» Textabschnitt
──────────

Und da fällt uns sofort Aragorn in die Augen. Er ist nicht der menschgewordene Sohn Gottes, trägt aber trotzdem einzelne Züge des Erlösers. Er ist der König, der in sein Reich zurückkommt, es von der Macht des Bösen befreit und ihm den Frieden bringt. Dadurch wird deutlich, dass die Erlösung die soziale Dimension des Menschen mitumfasst. Natürlich betrifft sie einerseits die intimste Mitte der einzelnen Seele, die ihre Entscheidung für oder gegen Gott an keine Gemeinschaft abtreten kann. Andererseits ist der Mensch ein Gemeinschaftswesen, und deshalb geht die Erlösung über den je einzelnen Menschen hinaus und schafft eine neue Gemeinschaft, nämlich die der Erlösten.

Auf der anderen Seite müssen wir uns aber auch darüber klar werden, was für Tolkien eine gute Geschichte ausmacht. Für ihn ist dabei wesentlich das, was er die „Eukatastrophe“ nennt. Das griechische „Eu“ bedeutet „gut“. Es ist dieselbe Vorsilbe wie das „Ev“ in „Evangelium“: gute Botschaft. Eine Katastrophe ist das plötzliche Hereinbrechen eines Unglücks. Die Tolkiensche Eukatastrophe ist dasselbe mit umgekehrtem Vorzeichen, also das plötzliche Hereinbrechen der Rettung in aussichtsloser Lage. Dadurch wird die Erzählung zu einem „Echo des Evangeliums“. Die plötzliche Wende zum Guten ist für Tolkien ein ahnendes Aufblitzen der wunderschönen Erlösung, die sich in der Wirklichkeit zugetragen hat.

──────────

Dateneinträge

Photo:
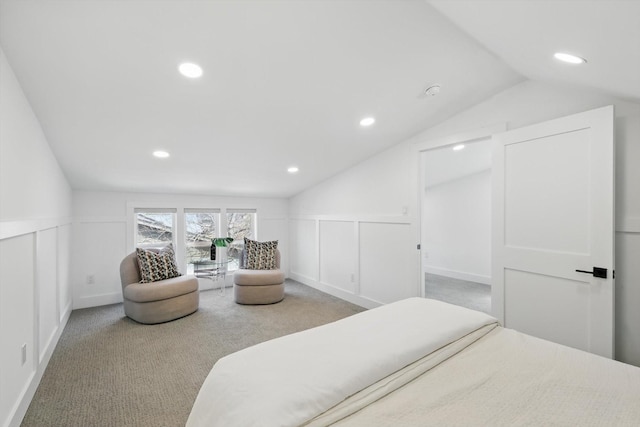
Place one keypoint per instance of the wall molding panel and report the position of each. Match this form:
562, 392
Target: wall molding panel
334, 253
35, 306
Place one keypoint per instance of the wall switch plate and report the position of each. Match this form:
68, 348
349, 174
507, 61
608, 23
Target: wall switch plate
23, 351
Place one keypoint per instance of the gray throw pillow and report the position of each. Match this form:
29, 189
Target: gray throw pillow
156, 266
260, 255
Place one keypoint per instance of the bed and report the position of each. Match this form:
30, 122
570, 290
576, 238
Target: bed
416, 362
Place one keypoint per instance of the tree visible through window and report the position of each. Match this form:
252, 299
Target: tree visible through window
240, 224
200, 228
154, 228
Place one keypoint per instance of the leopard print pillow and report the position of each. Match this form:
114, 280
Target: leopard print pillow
156, 266
260, 255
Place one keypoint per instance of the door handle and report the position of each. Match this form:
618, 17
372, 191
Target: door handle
597, 272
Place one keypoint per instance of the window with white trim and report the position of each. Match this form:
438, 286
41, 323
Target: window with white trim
201, 226
154, 227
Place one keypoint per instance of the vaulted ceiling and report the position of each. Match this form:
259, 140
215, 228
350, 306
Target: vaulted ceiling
285, 83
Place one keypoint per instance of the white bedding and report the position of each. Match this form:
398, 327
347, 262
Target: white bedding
511, 379
417, 362
290, 380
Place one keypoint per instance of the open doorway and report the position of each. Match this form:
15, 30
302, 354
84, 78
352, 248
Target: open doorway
456, 223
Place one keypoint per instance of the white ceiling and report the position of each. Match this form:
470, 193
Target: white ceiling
285, 83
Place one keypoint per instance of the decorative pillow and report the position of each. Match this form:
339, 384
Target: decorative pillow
156, 266
260, 255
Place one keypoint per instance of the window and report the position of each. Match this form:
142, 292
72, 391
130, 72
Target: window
154, 227
201, 225
240, 224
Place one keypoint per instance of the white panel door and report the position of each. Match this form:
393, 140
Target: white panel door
553, 214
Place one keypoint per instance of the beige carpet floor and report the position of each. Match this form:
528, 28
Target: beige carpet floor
108, 370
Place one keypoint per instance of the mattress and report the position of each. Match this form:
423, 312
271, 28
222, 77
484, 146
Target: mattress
416, 362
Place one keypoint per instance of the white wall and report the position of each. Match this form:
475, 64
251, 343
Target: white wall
386, 183
103, 235
35, 237
456, 228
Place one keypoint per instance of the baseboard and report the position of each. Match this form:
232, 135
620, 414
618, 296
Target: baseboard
97, 300
20, 409
461, 275
336, 292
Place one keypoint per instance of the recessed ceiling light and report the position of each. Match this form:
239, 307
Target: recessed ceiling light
367, 121
567, 57
190, 70
432, 90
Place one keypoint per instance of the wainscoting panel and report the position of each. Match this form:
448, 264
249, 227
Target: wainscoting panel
17, 320
47, 287
387, 262
64, 270
35, 304
338, 250
366, 261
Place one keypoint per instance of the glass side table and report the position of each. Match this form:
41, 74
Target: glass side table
212, 270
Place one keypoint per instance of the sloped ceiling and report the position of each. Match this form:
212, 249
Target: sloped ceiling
525, 34
285, 83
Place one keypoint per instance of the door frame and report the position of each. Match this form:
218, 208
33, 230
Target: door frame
602, 121
432, 144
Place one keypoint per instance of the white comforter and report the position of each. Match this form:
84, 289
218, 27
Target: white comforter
291, 380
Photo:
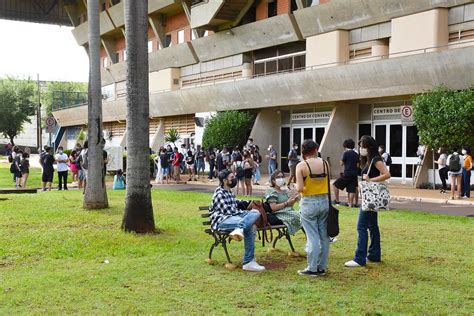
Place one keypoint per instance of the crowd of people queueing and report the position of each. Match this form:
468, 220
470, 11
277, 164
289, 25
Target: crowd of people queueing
244, 162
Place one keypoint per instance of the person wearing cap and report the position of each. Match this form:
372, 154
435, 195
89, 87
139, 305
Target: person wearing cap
226, 215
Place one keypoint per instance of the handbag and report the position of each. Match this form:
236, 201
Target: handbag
333, 213
375, 195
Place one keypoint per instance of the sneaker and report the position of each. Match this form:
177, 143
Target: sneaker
237, 234
352, 264
253, 266
306, 272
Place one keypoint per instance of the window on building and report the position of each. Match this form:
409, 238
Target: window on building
180, 36
272, 8
168, 40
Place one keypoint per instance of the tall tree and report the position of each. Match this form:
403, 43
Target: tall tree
16, 106
96, 194
138, 215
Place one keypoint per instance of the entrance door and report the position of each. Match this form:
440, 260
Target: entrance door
401, 142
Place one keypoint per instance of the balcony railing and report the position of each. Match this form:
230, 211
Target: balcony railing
63, 100
66, 99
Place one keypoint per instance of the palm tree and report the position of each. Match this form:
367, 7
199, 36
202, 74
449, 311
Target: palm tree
138, 215
96, 195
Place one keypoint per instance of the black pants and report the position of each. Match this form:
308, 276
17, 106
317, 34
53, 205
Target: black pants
62, 175
443, 175
211, 169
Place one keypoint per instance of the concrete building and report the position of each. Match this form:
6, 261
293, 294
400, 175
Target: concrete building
326, 70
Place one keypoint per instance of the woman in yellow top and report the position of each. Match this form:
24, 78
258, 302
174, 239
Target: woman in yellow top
312, 183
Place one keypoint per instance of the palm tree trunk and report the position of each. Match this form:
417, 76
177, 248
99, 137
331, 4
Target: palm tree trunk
96, 195
138, 215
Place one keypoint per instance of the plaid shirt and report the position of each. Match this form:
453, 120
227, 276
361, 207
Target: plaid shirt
224, 205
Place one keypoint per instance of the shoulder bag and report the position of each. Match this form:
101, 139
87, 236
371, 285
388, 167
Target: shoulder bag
375, 195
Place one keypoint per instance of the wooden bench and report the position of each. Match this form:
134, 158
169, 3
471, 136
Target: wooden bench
222, 238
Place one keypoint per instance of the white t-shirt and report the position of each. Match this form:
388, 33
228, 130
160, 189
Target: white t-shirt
62, 166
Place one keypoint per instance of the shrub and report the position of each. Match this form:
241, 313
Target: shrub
230, 128
444, 117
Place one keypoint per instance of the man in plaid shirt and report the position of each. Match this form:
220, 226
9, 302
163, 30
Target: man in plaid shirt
226, 215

──────────

» Deine Aufgabe
Schreib aus dem Textabschnitt über Tolkien alles von „Auf der anderen“ bis hinunter zu „Wirklichkeit zugetragen hat.“ wortgetreu ab.

» Ergebnis
Auf der anderen Seite müssen wir uns aber auch darüber klar werden, was für Tolkien eine gute Geschichte ausmacht. Für ihn ist dabei wesentlich das, was er die „Eukatastrophe“ nennt. Das griechische „Eu“ bedeutet „gut“. Es ist dieselbe Vorsilbe wie das „Ev“ in „Evangelium“: gute Botschaft. Eine Katastrophe ist das plötzliche Hereinbrechen eines Unglücks. Die Tolkiensche Eukatastrophe ist dasselbe mit umgekehrtem Vorzeichen, also das plötzliche Hereinbrechen der Rettung in aussichtsloser Lage. Dadurch wird die Erzählung zu einem „Echo des Evangeliums“. Die plötzliche Wende zum Guten ist für Tolkien ein ahnendes Aufblitzen der wunderschönen Erlösung, die sich in der Wirklichkeit zugetragen hat.